[WORK REQUIRED] Write the next part of the article on the Developer's Journey and the Player's Journey Framework, starting after its last sentence.
**** SELECTION
The Developer’s Journey: LeanUX meets the Customer Lifecycle
I love frameworks. I love discovering, developing, and sharing frameworks. As a designer, they help me do my job and improve my craft.
In the late 1990s, I designed Web communities for eBay, Mplayer, Rock Band, The Sims, and Ultimate Online. Out of that experience, I developed a design framework to help teams understand the dynamics of community-building, leverage best practices, and avoid common mistakes. Although the examples are outdated, the design framework is timeless – and still in use.
Since then I’ve been digging deep into social gaming, health & wellness apps, coop systems, and mobile-centric design – and refining my techniques along the way. I’ve now got a concise, 5-step Player’s Journey Framework (PJF) for creating lasting engagement (embedded below). I’ve had great success using this framework to solve tough design problems and help teams focus on delivering deep value to their customers. It’s been particularly fruitful in the startup community, where I’ve worked with companies like Happify, Lumosity, Crowdstar, Indiegogo and Zendrive to amplify their design efforts and create scaleable social systems.
Today’s smartest startups test their ideas, UX & technology early and often with real users. To mesh smoothly with Lean Startup practices, I’ve added another dimension to the PJF called “The Developer’s Journey” – AKA how you refine and grow your MVP over time. This tells you WHERE to focus your efforts early-on, WHICH elements to flesh out and test first (and delay for later) and HOW to scale and expand on your initial success. Take a look at this matrix:
Along the top (X axis) are the key stages of the Player’s Journey: Onboarding, Habit-Building, Mastery
Down the side (Y axis) are the key stages of the Developer’s Journey: MVP, Beta, Launch, Expansion.
As you’re bringing your product to life via Lean Startup practices, where do you put your focus?
********
**** RECORD SET
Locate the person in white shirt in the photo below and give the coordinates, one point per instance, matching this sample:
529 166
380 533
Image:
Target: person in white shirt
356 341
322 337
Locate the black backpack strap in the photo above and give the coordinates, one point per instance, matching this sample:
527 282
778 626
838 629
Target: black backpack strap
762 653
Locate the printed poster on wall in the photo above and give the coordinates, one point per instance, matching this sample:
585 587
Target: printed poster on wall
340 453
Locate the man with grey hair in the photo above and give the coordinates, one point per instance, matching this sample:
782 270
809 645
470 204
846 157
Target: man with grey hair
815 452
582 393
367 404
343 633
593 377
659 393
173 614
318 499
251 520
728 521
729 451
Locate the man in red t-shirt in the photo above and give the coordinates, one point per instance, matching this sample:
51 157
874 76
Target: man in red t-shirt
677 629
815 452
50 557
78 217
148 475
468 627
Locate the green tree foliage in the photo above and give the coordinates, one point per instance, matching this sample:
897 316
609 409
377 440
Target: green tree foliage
********
**** RECORD SET
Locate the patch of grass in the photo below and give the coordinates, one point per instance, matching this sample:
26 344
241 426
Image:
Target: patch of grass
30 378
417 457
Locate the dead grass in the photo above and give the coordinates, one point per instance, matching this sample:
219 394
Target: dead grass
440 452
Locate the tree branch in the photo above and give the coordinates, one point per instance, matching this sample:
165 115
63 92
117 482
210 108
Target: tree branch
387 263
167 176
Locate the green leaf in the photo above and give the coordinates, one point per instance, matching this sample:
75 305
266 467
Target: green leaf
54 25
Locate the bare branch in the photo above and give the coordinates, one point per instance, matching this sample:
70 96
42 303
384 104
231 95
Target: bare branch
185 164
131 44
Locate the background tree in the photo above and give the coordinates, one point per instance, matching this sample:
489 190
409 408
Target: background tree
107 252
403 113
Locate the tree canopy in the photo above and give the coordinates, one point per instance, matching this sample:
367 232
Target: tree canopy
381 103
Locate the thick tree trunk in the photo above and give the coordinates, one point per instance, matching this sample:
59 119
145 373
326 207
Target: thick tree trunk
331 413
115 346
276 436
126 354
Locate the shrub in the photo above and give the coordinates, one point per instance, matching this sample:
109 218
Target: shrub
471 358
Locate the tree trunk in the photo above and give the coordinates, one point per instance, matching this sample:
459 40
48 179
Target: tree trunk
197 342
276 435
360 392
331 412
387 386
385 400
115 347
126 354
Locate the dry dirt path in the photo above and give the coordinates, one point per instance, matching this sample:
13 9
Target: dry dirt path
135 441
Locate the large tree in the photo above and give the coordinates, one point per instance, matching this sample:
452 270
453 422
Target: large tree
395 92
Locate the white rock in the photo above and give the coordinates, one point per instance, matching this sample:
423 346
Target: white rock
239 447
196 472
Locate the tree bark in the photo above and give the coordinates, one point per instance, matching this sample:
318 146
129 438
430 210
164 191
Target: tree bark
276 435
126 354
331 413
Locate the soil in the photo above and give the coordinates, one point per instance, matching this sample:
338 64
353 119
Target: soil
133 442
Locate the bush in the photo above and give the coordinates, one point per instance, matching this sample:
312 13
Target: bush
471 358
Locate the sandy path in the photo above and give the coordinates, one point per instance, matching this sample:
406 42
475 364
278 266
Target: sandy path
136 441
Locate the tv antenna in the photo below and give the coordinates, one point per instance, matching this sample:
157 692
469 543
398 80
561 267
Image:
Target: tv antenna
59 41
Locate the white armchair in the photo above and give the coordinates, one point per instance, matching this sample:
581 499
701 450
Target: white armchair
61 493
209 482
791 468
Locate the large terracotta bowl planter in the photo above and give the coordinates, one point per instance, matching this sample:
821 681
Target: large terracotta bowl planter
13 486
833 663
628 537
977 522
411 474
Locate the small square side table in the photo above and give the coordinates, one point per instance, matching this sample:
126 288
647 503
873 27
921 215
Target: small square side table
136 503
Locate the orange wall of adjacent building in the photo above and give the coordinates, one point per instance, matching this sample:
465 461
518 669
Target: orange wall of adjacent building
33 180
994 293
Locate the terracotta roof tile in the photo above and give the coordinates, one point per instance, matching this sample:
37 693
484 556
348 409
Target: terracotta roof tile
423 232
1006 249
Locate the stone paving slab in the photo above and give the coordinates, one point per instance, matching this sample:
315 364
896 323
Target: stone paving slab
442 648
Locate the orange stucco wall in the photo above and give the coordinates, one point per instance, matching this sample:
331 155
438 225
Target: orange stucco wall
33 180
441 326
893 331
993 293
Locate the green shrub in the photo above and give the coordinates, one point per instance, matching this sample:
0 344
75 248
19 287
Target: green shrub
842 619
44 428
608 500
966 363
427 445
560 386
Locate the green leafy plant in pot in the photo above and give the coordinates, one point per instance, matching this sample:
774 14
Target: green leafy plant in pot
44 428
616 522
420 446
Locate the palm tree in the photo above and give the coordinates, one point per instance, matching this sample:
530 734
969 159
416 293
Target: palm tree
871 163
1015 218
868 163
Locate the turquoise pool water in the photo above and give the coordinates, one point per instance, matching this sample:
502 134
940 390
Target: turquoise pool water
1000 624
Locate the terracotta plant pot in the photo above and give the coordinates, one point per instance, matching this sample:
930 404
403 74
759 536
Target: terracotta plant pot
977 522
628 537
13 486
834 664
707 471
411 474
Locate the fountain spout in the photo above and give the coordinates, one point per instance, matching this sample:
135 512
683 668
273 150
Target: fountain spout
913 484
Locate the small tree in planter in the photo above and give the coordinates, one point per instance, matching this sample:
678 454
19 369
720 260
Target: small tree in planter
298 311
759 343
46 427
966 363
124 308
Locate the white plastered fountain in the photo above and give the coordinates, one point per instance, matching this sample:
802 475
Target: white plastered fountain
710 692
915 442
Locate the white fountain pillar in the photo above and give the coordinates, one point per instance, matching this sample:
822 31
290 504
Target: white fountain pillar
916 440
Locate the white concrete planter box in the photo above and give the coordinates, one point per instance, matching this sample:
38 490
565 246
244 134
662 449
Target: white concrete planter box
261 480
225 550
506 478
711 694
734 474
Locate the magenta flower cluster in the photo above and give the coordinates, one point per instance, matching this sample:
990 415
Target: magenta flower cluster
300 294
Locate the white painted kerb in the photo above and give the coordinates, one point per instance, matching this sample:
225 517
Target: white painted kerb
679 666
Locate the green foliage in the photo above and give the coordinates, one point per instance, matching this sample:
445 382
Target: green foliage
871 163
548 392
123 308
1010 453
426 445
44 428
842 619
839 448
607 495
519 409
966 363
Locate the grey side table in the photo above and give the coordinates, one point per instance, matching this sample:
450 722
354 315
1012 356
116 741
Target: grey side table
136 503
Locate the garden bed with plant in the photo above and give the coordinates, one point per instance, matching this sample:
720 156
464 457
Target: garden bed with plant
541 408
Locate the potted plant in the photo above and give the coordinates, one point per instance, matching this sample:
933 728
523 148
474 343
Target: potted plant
********
[RESULT OF THE TASK]
1. Start by developing your Habit Loop.
The purpose of your MVP is to test your core assumptions and better understand the needs, habits and desires of your core audience AKA micro-vertical. Early-on, , focus on testing and tweaking your Habit Loop – AKA game loop, engagement loop, compulsion loop, core loop. Look for the “hook” that gets people coming back regularly – ideally, coming back daily. For testing, find some early-adopter-types in your target demo who are comfortable using your product without smooth onboarding.
2. When you’re ready to scale into Beta, refine your Onboarding
Once you’ve identified a core Habit Loop, you’re in a good position to design an effective onboarding system – which will allow you to scale to a larger, less “insider” audience. As you build and run your Beta (closed and/or open) you’ll want to develop, test and tweak your Onboarding mechanics as you continue to develop and refine your Habit Loop.
3. Plant the seeds for Mastery – then co-develop your systems with passionate players.
The role of Mastery is an oft-misunderstood piece of this puzzle. Mastery is tied up with learning, competence, and skill. What makes your system engaging to master? What skill is the player learning? How is mastery communicated and celebrated? How does your system shape, constrain and enable social interaction? Does the system encourage people to compare themselves to others? Does it enable battles and contests? Does it setup people to join forces in service of a greater cause?
If you’re building a game, skill and mastery are woven into your development process. If you aspire to build a game-like system, think early about what skill your players will be developing and mastering. Then ask yourself: how can our most skilled and passionate players contribute to the system – and the community? What enhanced role and powers could they earn? earn? It’s fine to put basic tracking systems likes Points, Likes, Faves or Votes in place to see what people do. But when it comes to creating earned roles and powers for expert players, you’ll be most successful if you take your cues from the needs, habits and desires of your core enthusiasts – the people who take the time to master your system and long to go deeper. If you co-develop your Leadership systems with your early Enthusiasts, you’ll stand a much better chance of creating systems and powers that tap into the deeper needs and intrinsic motivations of your most passionate players.
The Developer’s Journey: LeanUX meets the...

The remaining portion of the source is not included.